#### Passage given ####
Traditionally Boxing Day Hunts is a day for foxhunting. The huntsmen and

huntswomen ride horses. They use dogs, too. The dogs (fox hounds) follow the

smell of the fox. Then the huntsmen and huntswomen follow the hounds. Before a

Boxing Day hunt, the huntsmen and huntswomen drink not wine. But the tradition

of the December 26th hunt is changing. Now, some people want to stop

Boxing Day Hunts (and other hunts, too). They don’t like foxhunting. For them

it’s not a sport – it is cruel.

In England people celebrate the New Year. But it is not as widely or as

enthusiastically observed as Christmas. Some people ignore it completely and

go to bed at the same time as usual on New Year’s Eve. Many others, however,

do celebrate it in one way or another, the type of celebration varying very

much according to the local custom, family tradition and personal taste.

The most common type of celebration is a New Year party, either a family

party or one arranged by a group of young people. And another popular way of

celebrating the New Year is to go to a New Year’s dance.

The most famous celebration is in London round the statue of Eros in

Piccadilly Circus where crowds gather and sing and welcome the New Year. In

Trafalgar Square there is also a big crowd and someone usually falls into the

fountain.

Every Year the people of Norway give the city of London a present. It’s a big

Christmas tree and it stands in Trafalgar Square. Also in central London,

Oxford Street and Regent Street always have beautiful decorations at the New

Year and Christmas. Thousands of people come to look at them.

In Britain a lot of people make New Year Resolutions on the evening of December

31st. For example, “I’ll get up early every morning next year

”, or “I’ll clean, my shoes every day”. But there is a problem. Most

people forget their New Year Resolutions on January 2nd.

But New Year’s Eve is a more important festival in Scotland then it is in

England, and it even has a special name. It is not clear where the ‘Hogmanay’

comes from, but it is connected with the provision of food and drink for all

visitors to your home on 31st December.

There is a Scottish song that is sung all over the world at midnight on New

Year’s Eve. It was written by Robert Burns, the famous Scottish poet, and you

may find some of the traditional words a bit difficult to understand, but

that’s the way it’s always sung – even by English people!

It was believed that the first person to visit one’s house on New Year’s Day

could bring good or bad luck. Therefore, people tried to arrange for the

person of their own choice to be standing outside their houses ready to be

let in the moment midnight had come.

Usually a dark-complexioned man was chosen, and never a woman, for she would

bring bad luck. The first footer was required to carry three articles: a piece

of coal to wish warmth, a piece of bread to wish food, and a silver coin to

wish wealth. In some parts of northern England this pleasing custom is still

observed. So this interesting tradition called “First Footing”.
#### Given records ####
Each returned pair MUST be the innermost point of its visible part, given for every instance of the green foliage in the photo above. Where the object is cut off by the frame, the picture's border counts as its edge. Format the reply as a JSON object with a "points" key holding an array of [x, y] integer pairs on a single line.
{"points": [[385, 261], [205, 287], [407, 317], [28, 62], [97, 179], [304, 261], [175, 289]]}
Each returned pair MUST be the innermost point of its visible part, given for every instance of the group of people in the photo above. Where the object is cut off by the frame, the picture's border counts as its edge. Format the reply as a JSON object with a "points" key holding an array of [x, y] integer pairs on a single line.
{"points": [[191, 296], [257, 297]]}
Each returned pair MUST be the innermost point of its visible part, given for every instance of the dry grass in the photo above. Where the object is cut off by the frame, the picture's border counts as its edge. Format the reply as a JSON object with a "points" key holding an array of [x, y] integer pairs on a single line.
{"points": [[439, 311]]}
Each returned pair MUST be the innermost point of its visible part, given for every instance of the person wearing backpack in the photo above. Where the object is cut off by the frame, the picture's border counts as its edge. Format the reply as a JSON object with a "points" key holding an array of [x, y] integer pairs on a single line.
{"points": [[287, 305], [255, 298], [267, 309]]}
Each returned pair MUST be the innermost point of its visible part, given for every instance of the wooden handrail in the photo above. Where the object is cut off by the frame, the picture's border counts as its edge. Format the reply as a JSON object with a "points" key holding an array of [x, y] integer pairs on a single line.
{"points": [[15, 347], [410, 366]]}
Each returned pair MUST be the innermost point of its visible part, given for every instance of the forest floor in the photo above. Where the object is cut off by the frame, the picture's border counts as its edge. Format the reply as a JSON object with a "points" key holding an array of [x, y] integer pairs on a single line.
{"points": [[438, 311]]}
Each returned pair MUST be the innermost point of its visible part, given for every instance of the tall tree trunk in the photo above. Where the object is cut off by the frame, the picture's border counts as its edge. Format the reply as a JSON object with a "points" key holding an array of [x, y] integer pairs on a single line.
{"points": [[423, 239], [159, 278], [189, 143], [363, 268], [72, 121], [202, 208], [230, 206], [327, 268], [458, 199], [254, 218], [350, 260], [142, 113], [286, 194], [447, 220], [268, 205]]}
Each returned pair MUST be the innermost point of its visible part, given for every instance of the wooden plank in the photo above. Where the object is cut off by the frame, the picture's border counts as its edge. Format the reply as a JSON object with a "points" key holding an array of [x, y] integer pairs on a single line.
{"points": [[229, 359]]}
####
> [Task set]
a: Can you rewrite the paragraph of the holiday traditions passage that begins "In England people celebrate the New Year" as a bulleted list that keeps its main facts?
b: According to the holiday traditions passage, what three articles did the first footer carry, and what did each one wish?
c: Continue the holiday traditions passage from its final sentence.

> [Answers to the tasks]
a:
- People in England celebrate the New Year, but less widely and less enthusiastically than Christmas.
- Some people ignore it completely and go to bed at their usual time on New Year's Eve.
- Many others celebrate it in some way.
- The type of celebration depends on local custom, family tradition and personal taste.

b:
- A piece of coal, to wish warmth
- A piece of bread, to wish food
- A silver coin, to wish wealth

c:
On Bank holiday the townsfolk usually flock into the country and to the

coast. If the weather is fine many families take a picnic – lunch or tea with

them and enjoy their meal in the open. Seaside towns near London, such as

Southend, are invaded by thousands of trippers who come in cars and coaches,

trains and bicycles. Great amusement parks like Southend Kursoal do a roaring

trade with their scenic railways, shooting galleries, water-shoots, Crazy

houses and so on. Trippers will wear comic paper hats with slogans, and they

will eat and drink the weirdest mixture of stuff you can imagine, sea food

like cockles, mussels, whelks, fish and chips, candy floss, tea, fizzy

drinks, everything you can imagine.

Bank holiday is also an occasion for big sports meeting at places like the

White City Stadium, mainly all kinds of athletics. There are also horse race

meetings all over the country, and most traditional of all, there are large

fairs with swings, roundabouts, a Punch and Judy show, hoop-la stalls and

every kind of side-show including, in recent, bingo. There is also much

boating activity on the Thames.

Although the Christian religion gave the world Easter as we know it today,

the celebration owes its name and many of its customs and symbols to a pagan

festival called Eostre. Eostre, the Anglo-Saxon goddess of springtime and

sunrise, got her name from the world east, where the sunrises. Every spring

northern European peoples celebrated the festival of Eostre to honour the

awakening of new life in nature. Christians related the rising of the sun to

the resurrection of Jesus and their own spiritual rebirth.

Many modern Easter symbols come from pagan time. The egg, for instance, was a

fertility symbol long before the Christian era. The ancient Persians, Greeks

and Chinese exchanged eggs at their sping festivals. In Christian times the

egg took on a new meaning symbolizing the tomb from which Christ rose. The

ancient custom of dyeing eggs at Easter time is still very popular.

The Easter bunny also originated in pre-Christian fertility lore. The rabbit

was the most fertile animal our ances tors knew, so they selected it as a

symbol of new life. Today, children enjoy eating candy bunnies and listening

to stories about the Easter bunny, who supposedly brings Easter eggs in a

fancy basket.

Also there is a spectacular parade on Easter. It is a truly spectacular

Easter Parade in Battersea Park. It is sponsored by the London Tourist Board

and is usually planned around a central theme related to the history and

attractions of London. The great procession, or parade, begins at 3 p.m. but

it is advisable to find a vantage-point well before that hour.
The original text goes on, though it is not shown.